This candidate for love — and lakhs — is 90.

Over the past couple decades India has seen divorce become more and more common among young, urban couples. Now, even elderly couples are doing what was once considered unthinkable: saying goodbye to their spouses after decades of marriage and moving on.

“People are no longer willing to stay in relationships that have collapsed,” said Mumbai-based lawyer Amit Karkhanis. He said his law practice has seen a steady increase in divorce cases, which now includes elderly couples.

Changing attitudes in urban India along with the growing independence of women has led to this increase in divorce among older couples, say divorce lawyers, social workers and sociologists.

In the past, husbands and especially wives were expected to put up with undesirable behavior and “adjust” for the sake of the family.

“It was considered a virtue to be able to adjust and forgo and give up individual desires, wants, needs and instead to be able to cater to the requirements of the other,” said sociologist G. K. Karanth with the Institute for Social and Economic Change.

** Tasks **
1 – Summarize the divorce article in two sentences.
2 – Answer these questions from the divorce article:
(a) In which city is lawyer Amit Karkhanis based?
(b) Which institution is sociologist G. K. Karanth with?
(c) Over what period has India seen divorce become more common among young, urban couples?
3 – Return the part of the divorce article from "This candidate for" up to and including "includes elderly couples.", copied word for word.
The listing after this point is separate material, apart from the divorce article.

** Provided information **

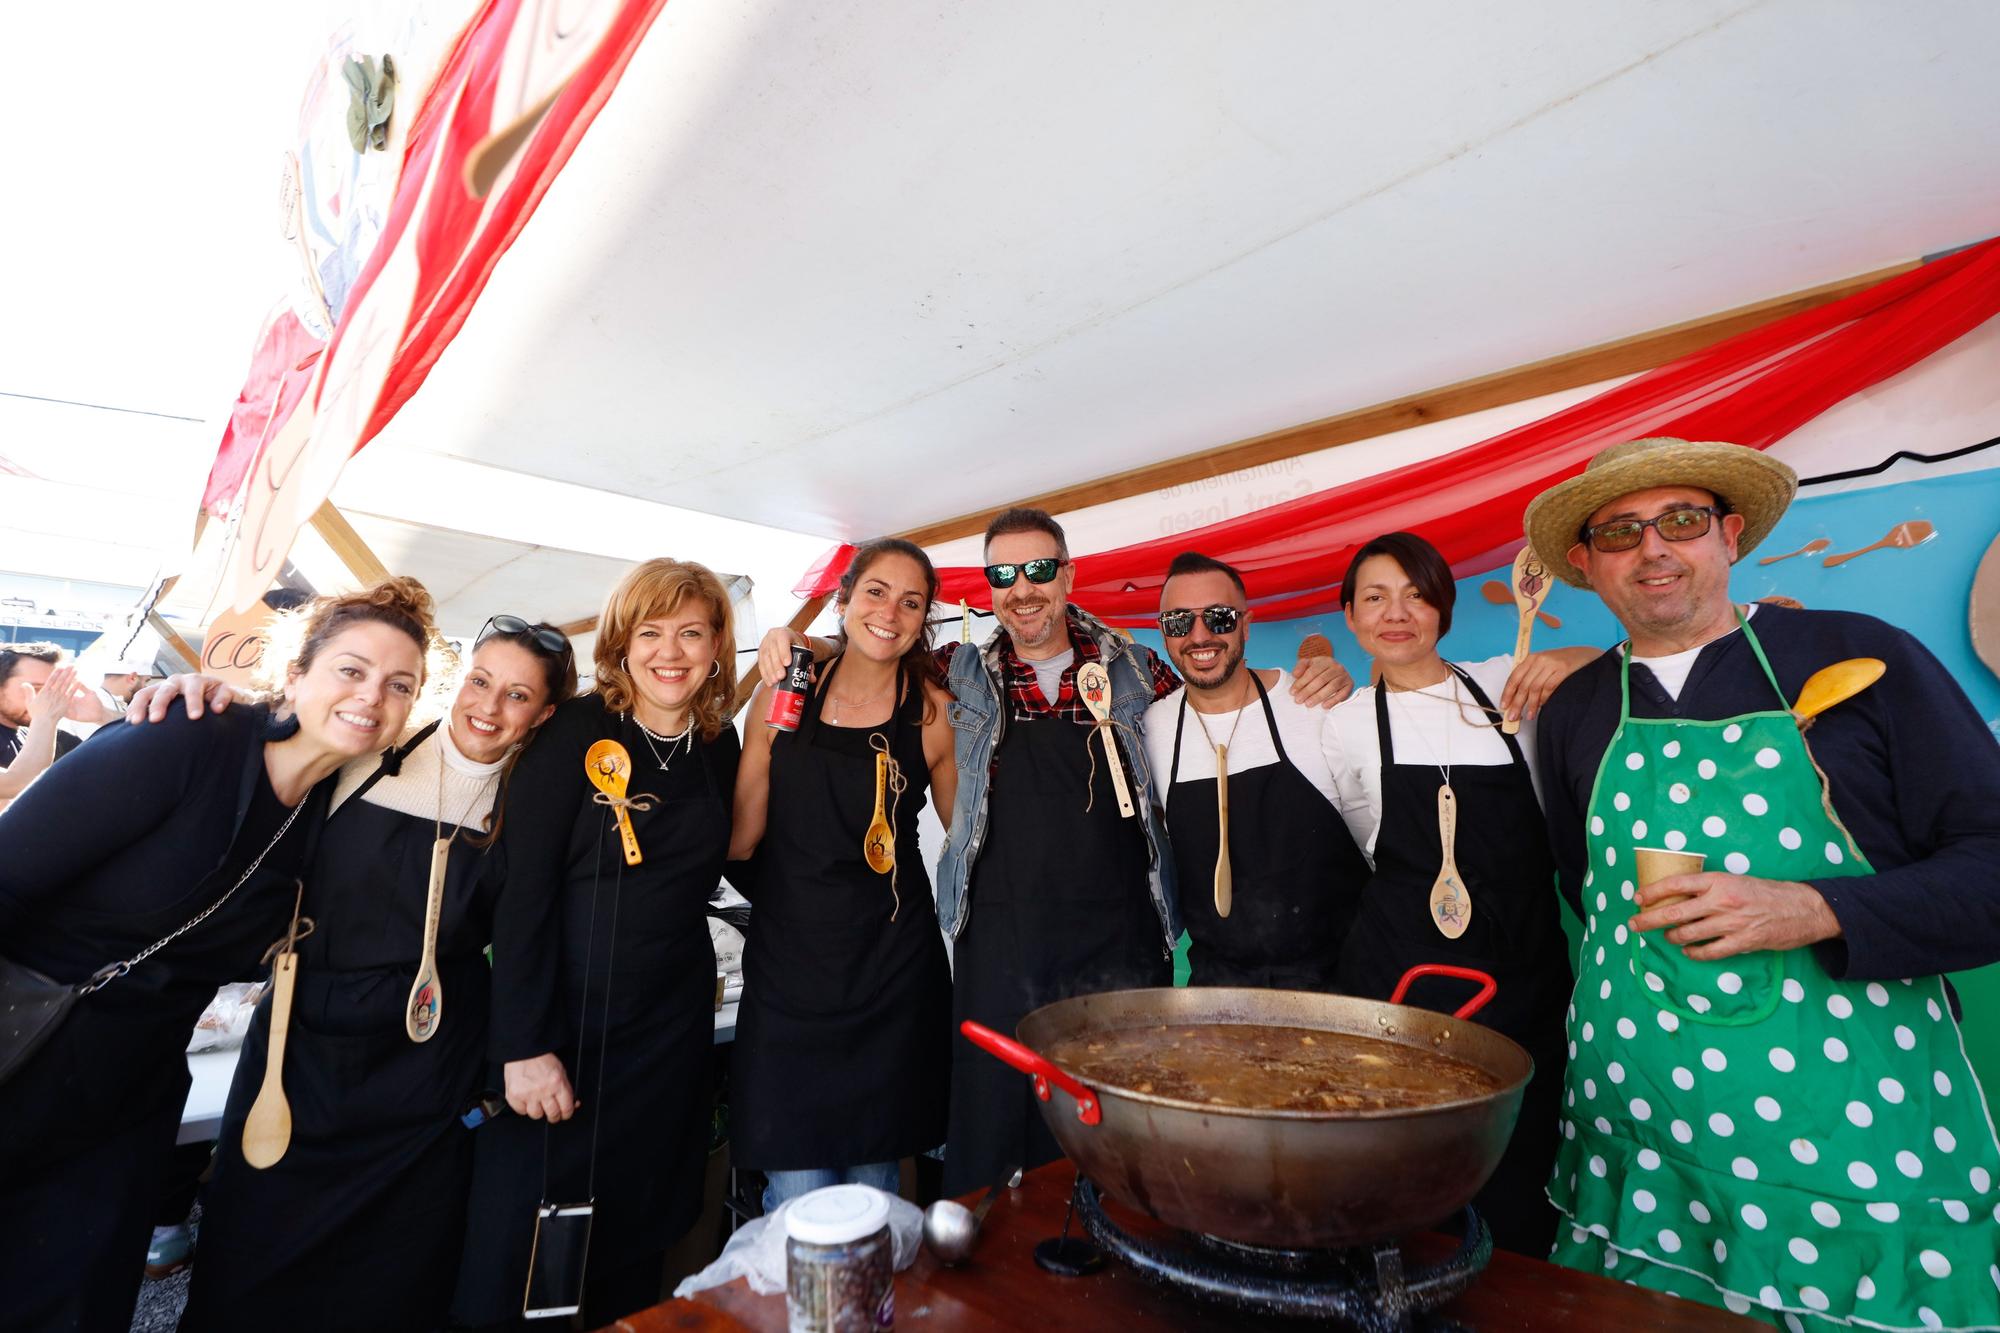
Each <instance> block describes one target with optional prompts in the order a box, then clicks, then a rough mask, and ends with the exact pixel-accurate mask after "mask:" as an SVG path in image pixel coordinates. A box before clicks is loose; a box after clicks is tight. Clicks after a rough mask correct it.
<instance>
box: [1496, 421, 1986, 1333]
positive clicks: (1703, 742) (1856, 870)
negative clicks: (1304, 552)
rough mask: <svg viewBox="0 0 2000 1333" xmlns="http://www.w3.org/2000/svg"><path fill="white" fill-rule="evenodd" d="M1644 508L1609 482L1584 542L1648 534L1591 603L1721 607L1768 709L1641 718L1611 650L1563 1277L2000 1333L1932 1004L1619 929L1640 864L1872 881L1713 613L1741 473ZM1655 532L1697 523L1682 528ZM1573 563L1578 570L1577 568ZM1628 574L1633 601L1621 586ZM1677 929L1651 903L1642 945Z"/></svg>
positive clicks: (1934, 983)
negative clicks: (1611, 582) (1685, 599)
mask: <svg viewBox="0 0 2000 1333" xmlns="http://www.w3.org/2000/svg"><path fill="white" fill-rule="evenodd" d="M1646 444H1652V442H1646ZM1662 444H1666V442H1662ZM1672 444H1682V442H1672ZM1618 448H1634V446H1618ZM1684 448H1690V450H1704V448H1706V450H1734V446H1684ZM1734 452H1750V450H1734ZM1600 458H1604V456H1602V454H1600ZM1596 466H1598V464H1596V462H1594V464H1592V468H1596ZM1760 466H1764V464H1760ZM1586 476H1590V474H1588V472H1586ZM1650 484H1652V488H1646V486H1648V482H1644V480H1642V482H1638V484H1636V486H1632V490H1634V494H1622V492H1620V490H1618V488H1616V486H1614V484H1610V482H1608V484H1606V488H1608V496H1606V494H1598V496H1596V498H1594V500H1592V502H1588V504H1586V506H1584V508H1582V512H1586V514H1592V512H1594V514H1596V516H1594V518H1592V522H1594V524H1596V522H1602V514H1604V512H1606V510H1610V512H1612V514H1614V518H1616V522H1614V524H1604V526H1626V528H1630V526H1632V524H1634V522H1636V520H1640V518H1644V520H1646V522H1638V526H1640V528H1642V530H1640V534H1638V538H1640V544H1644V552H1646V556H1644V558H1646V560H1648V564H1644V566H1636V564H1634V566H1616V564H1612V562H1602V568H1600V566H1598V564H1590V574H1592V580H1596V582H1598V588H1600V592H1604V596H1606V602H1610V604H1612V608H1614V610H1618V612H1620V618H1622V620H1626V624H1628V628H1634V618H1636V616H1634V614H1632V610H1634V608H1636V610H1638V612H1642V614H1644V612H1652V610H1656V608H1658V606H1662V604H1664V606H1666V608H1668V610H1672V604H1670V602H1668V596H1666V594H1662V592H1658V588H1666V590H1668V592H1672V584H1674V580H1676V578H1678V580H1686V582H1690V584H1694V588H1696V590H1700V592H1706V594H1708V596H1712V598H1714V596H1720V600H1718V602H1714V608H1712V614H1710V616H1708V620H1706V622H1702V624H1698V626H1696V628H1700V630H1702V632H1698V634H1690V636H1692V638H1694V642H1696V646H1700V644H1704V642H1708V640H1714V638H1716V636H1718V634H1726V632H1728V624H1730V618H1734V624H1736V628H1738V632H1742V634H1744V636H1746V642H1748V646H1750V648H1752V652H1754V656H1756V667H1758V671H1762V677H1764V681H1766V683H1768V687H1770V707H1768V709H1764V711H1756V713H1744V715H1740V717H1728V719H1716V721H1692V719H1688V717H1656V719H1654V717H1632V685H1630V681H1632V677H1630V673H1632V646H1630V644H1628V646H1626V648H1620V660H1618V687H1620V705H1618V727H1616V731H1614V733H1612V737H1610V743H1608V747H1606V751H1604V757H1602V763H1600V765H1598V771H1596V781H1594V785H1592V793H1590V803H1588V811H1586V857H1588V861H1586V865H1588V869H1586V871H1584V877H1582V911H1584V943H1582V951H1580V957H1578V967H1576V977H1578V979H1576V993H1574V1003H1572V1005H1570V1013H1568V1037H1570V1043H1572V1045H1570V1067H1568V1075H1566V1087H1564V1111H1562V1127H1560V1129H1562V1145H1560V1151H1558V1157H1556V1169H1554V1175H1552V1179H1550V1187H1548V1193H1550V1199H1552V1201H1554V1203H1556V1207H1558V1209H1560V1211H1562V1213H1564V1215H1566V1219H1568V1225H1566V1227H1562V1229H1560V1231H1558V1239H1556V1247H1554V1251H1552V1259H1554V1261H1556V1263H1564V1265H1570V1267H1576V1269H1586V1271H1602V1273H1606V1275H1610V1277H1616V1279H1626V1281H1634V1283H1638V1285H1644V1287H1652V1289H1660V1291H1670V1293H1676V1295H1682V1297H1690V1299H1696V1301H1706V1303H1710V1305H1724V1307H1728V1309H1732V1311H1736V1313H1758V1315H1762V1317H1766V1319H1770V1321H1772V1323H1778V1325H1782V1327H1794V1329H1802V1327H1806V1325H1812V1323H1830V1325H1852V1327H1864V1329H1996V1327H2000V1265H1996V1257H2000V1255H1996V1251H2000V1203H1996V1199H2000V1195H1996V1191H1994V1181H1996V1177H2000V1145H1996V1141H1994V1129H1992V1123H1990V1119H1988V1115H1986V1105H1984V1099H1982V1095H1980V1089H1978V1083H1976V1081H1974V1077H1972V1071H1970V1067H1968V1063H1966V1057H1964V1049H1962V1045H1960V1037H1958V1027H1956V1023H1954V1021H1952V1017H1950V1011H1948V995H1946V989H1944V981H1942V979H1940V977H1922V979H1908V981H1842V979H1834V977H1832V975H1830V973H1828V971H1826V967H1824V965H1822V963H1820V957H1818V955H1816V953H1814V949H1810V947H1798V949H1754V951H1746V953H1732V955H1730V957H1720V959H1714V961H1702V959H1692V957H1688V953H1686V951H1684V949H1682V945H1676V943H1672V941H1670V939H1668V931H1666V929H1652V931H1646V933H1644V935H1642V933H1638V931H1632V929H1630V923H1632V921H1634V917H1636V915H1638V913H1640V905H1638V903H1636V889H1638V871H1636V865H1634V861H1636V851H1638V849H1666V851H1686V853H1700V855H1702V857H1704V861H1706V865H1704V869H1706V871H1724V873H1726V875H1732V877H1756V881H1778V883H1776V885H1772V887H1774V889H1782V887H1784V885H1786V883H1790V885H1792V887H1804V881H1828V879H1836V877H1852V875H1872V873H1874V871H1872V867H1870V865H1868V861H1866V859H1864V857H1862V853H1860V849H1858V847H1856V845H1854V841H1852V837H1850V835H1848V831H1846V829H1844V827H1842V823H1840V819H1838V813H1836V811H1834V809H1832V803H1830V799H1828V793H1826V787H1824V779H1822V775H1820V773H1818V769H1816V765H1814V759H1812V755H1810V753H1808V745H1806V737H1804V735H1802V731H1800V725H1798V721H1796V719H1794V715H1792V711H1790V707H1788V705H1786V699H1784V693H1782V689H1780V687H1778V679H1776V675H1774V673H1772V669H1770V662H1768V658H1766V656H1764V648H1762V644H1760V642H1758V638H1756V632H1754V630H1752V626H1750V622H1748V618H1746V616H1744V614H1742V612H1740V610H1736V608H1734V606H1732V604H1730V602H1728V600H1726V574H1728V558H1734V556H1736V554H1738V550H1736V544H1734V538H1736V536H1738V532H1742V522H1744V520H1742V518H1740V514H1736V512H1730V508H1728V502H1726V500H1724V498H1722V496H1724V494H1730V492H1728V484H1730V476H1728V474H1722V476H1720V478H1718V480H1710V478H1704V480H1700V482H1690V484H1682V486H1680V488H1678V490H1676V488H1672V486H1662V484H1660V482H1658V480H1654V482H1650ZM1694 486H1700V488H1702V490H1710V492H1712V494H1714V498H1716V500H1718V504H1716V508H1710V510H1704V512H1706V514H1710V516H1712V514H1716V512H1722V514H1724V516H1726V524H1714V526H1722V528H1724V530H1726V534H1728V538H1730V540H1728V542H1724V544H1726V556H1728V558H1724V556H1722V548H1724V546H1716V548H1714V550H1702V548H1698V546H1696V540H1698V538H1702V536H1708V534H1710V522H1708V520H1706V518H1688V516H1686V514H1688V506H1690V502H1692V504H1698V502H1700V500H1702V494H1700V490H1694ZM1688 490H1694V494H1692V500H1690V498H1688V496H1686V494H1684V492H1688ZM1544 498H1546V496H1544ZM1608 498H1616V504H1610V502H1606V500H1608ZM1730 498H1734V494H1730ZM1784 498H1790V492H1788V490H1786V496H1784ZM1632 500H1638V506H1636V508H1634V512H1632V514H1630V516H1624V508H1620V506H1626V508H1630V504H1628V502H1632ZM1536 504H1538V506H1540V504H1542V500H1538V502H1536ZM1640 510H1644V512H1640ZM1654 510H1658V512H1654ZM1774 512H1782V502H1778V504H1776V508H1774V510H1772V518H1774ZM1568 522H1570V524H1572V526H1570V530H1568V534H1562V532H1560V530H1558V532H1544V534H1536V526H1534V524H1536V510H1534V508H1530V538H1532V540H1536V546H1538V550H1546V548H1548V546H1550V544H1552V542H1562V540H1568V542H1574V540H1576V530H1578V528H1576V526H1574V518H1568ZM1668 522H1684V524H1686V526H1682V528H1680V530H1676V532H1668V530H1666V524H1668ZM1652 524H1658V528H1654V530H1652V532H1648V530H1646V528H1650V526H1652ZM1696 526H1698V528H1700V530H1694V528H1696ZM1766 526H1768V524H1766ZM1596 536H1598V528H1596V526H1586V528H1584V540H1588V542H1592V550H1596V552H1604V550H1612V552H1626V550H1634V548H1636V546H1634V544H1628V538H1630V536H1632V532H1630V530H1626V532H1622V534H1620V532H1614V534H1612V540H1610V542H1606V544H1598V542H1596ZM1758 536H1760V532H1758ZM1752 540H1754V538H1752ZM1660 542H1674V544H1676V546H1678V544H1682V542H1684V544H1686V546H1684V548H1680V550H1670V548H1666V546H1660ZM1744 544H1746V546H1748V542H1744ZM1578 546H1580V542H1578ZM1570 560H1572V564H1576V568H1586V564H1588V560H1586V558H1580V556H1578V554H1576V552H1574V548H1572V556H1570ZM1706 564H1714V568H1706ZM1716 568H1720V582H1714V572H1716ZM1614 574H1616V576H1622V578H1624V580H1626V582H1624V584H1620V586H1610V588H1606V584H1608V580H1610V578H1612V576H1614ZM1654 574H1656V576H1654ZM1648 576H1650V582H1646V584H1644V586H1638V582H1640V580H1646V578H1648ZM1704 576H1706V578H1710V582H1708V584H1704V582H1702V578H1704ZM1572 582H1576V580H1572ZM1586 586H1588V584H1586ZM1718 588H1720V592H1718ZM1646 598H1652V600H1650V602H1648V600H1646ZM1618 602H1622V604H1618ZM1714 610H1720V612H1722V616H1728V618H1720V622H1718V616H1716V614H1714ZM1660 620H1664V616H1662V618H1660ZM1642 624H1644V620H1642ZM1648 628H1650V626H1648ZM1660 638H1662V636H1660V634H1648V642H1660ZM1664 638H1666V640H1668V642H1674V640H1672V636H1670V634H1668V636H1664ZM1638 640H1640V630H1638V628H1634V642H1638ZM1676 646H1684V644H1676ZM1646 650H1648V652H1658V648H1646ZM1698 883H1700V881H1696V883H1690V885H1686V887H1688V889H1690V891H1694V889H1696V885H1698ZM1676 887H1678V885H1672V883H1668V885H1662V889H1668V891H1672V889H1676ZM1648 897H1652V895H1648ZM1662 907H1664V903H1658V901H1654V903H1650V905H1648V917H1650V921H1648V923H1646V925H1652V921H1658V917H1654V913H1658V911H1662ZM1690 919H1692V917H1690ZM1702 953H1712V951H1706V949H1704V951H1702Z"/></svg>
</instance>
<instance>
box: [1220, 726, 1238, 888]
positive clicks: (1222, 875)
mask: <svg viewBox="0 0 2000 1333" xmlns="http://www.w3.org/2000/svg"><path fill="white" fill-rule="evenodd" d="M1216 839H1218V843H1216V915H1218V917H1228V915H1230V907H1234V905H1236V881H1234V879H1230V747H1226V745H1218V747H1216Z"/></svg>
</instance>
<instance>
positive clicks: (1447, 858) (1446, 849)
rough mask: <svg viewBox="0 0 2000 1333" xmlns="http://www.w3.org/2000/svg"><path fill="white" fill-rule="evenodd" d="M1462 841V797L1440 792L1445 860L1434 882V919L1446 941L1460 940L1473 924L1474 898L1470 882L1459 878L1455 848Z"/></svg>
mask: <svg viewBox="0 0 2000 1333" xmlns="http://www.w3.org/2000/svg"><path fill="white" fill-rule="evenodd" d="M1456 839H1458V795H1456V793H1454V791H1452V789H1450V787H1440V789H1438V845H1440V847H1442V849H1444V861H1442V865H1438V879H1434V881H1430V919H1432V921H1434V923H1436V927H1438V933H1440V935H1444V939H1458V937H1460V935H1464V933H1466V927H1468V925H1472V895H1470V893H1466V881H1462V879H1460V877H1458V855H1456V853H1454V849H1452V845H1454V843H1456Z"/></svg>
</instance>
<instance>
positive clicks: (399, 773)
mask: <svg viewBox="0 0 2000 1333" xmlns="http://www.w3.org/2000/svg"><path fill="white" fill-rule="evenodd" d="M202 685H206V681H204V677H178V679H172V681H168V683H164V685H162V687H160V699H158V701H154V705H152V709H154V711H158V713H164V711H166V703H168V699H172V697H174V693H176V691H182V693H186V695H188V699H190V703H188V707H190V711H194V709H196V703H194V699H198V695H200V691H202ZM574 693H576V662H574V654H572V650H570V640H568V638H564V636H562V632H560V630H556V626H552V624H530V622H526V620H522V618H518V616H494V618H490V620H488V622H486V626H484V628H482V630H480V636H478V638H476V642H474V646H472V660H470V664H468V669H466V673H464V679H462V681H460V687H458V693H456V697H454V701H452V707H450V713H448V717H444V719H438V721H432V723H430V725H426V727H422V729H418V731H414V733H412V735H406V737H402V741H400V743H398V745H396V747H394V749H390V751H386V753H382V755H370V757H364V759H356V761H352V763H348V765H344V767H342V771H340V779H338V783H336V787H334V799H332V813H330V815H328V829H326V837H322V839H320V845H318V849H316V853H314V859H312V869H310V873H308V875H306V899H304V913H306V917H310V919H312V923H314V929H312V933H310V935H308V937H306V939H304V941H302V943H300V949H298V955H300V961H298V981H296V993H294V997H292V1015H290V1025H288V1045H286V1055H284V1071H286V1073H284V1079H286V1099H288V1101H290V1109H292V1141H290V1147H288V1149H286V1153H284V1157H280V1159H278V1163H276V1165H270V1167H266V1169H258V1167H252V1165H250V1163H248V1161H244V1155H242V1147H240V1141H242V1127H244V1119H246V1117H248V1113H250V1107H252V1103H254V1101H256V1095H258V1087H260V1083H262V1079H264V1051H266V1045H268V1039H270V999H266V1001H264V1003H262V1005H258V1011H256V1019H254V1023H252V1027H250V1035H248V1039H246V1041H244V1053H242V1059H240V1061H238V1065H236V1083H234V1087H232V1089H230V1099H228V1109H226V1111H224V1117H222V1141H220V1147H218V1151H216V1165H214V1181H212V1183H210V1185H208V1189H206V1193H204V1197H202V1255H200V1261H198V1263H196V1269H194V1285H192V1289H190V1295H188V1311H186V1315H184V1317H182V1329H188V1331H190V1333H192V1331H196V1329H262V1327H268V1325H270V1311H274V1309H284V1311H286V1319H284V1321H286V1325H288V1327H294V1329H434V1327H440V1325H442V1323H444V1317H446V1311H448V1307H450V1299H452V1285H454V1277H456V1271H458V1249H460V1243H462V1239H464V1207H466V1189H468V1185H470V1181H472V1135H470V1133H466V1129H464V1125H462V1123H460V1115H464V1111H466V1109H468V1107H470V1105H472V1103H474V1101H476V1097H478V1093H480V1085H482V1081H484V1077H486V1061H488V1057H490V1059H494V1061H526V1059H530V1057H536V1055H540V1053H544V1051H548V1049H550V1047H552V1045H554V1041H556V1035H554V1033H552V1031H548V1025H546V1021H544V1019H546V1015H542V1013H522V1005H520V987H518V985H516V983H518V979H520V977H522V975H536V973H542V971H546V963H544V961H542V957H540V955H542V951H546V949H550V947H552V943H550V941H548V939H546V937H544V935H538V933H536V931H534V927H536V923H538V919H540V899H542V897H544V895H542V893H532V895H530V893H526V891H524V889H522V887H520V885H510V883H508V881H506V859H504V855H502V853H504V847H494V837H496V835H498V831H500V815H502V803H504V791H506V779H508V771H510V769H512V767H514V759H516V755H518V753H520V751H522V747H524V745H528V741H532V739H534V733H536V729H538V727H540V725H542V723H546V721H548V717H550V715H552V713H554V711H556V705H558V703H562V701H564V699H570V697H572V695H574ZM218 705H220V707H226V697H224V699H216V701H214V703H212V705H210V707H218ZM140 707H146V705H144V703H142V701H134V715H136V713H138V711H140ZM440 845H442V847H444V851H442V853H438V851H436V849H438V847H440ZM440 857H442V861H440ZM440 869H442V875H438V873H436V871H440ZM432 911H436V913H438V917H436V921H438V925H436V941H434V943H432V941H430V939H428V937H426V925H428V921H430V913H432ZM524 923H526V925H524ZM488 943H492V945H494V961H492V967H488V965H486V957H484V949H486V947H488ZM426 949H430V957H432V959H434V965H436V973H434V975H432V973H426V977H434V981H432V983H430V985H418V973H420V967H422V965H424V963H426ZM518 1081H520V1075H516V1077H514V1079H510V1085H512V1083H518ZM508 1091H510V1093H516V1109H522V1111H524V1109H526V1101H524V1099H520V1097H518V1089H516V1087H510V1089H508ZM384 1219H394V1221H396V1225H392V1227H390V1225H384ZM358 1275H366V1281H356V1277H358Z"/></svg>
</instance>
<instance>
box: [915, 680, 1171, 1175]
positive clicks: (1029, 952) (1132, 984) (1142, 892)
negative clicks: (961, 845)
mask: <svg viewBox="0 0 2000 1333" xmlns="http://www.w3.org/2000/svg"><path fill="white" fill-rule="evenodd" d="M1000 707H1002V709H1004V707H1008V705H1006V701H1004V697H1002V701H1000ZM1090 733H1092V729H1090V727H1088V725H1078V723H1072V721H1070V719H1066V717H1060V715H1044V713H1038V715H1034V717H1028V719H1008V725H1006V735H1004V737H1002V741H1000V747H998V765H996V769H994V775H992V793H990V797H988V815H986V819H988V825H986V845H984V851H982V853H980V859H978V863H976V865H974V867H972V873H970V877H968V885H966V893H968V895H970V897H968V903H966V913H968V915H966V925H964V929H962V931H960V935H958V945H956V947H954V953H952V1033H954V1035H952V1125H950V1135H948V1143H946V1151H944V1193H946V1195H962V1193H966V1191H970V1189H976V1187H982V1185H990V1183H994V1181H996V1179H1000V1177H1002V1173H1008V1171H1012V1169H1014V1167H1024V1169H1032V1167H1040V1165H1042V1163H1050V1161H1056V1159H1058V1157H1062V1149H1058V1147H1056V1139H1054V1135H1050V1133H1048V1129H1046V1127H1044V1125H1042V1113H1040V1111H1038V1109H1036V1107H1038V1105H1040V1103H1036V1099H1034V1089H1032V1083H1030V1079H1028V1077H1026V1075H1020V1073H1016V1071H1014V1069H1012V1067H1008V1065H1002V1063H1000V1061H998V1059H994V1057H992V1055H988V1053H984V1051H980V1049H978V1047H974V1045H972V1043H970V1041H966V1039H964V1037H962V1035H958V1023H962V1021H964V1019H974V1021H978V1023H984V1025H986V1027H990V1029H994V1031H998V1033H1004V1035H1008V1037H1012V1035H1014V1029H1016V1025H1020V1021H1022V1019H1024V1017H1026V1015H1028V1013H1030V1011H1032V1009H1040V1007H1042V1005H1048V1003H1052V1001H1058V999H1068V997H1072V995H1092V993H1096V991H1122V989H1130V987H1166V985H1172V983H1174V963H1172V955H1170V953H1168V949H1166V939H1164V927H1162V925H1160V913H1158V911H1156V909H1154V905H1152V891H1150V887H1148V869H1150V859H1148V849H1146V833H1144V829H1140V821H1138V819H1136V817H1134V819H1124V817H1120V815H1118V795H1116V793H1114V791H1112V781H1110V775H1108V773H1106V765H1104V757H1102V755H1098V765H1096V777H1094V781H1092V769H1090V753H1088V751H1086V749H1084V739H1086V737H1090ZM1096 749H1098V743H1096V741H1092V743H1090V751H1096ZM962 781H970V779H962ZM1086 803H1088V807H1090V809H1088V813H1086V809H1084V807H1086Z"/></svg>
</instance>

** Set of answers **
1 – Divorce has become increasingly common in India among young urban couples, and now elderly couples are also ending marriages of decades, with a Mumbai lawyer reporting a steady rise in such cases. Lawyers, social workers, and sociologists attribute this to changing attitudes in urban India and women's growing independence, whereas in the past spouses, especially wives, were expected to "adjust" for the sake of the family.

2 –
(a) Mumbai
(b) The Institute for Social and Economic Change
(c) The past couple decades

3 –
This candidate for love — and lakhs — is 90.

Over the past couple decades India has seen divorce become more and more common among young, urban couples. Now, even elderly couples are doing what was once considered unthinkable: saying goodbye to their spouses after decades of marriage and moving on.

“People are no longer willing to stay in relationships that have collapsed,” said Mumbai-based lawyer Amit Karkhanis. He said his law practice has seen a steady increase in divorce cases, which now includes elderly couples.